Assignment ::
Answer these from the gene therapy article below:
(a) Cassidy is ranking member of which Senate committee?
(b) By what date are responses to his request for information due?
(c) Which two kinds of stakeholders does the article name when it describes Cassidy asking how list prices are decided?

START Text

Sen. Bill Cassidy Eyes Legislation to Improve Access to Gene Therapies
Pictured: The U.S. Capitol building/iStock, Mikhail Makarov
Sen. Bill Cassidy (R-La.), ranking member of the Senate Health, Education, Labor, and Pensions Committee, is asking stakeholders for feedback regarding gene therapies, with an eye toward crafting legislation that could make these expensive treatments more accessible for patients.
“Policymakers have a responsibility to evaluate the market structure and identify where targeted changes can be made to ensure market access for patients with ultra-rare diseases,” Cassidy wrote in Tuesday’s request for information. “Any proposal put forward by Congress should be informed by the current work of states and the private market.”
Cassidy is looking for guidance on defining ultra-rare diseases and identifying patients who should be eligible for new coverage schemes. The Republican senator is also looking into the current payment and access practices for patients with ultra-rare diseases: how they pay for their therapy, how physicians provide access to these treatments and what programs—state-sponsored or otherwise—are there for them to leverage.
In addition, Cassidy is asking stakeholders—including health insurers and manufacturers—how they decide on a list price for gene therapies and how they manage the financial risk of covering these expensive treatments.
Responses to Cassidy’s request for information are due by Jan. 22, 2024, and will help lawmakers determine the appropriate role of the federal government in maximizing access to gene therapies without inadvertently hurting innovation, according to the announcement.
“Given the current limited number of approved gene therapies, manufacturers and commercial health plans alike are currently able to absorb costs in order to provide patient access,” but this current market environment is unsustainable, according to Cassidy, particularly as approvals in this space “are expected to grow dramatically over the next decade.”

END Text
START Source information

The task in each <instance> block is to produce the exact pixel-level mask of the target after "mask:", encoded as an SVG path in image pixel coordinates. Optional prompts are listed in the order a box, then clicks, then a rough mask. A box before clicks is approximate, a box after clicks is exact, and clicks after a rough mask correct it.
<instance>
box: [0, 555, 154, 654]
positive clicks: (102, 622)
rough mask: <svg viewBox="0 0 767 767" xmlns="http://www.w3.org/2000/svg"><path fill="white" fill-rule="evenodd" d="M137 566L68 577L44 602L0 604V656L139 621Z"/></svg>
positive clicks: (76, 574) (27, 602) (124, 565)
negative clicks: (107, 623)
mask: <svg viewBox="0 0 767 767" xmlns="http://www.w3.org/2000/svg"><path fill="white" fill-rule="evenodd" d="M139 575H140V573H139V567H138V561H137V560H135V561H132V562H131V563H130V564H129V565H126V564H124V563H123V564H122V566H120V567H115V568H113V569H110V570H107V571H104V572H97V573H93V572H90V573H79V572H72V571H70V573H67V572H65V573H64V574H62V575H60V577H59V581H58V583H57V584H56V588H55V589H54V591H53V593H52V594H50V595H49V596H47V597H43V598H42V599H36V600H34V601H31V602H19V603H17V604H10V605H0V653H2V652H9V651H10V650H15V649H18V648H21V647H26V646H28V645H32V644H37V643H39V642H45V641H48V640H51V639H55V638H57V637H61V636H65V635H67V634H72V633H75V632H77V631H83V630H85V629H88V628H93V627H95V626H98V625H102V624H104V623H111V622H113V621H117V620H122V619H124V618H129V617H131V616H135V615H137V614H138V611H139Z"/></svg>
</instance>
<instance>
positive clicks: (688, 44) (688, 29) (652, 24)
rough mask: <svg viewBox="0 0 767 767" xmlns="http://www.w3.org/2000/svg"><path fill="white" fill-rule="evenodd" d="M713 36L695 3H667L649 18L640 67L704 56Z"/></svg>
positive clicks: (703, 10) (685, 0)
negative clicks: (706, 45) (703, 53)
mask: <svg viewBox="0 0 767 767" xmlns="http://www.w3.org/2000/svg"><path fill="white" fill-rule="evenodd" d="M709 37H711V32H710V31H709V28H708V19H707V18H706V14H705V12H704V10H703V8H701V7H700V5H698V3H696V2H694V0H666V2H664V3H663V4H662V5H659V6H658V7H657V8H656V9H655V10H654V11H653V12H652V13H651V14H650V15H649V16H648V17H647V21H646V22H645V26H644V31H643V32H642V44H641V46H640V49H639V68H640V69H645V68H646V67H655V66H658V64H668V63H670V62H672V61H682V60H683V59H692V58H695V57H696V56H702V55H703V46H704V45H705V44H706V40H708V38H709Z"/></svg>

END Source information

Answer to this exercise ::
(a) The Senate Health, Education, Labor, and Pensions Committee
(b) Jan. 22, 2024
(c) Health insurers and manufacturers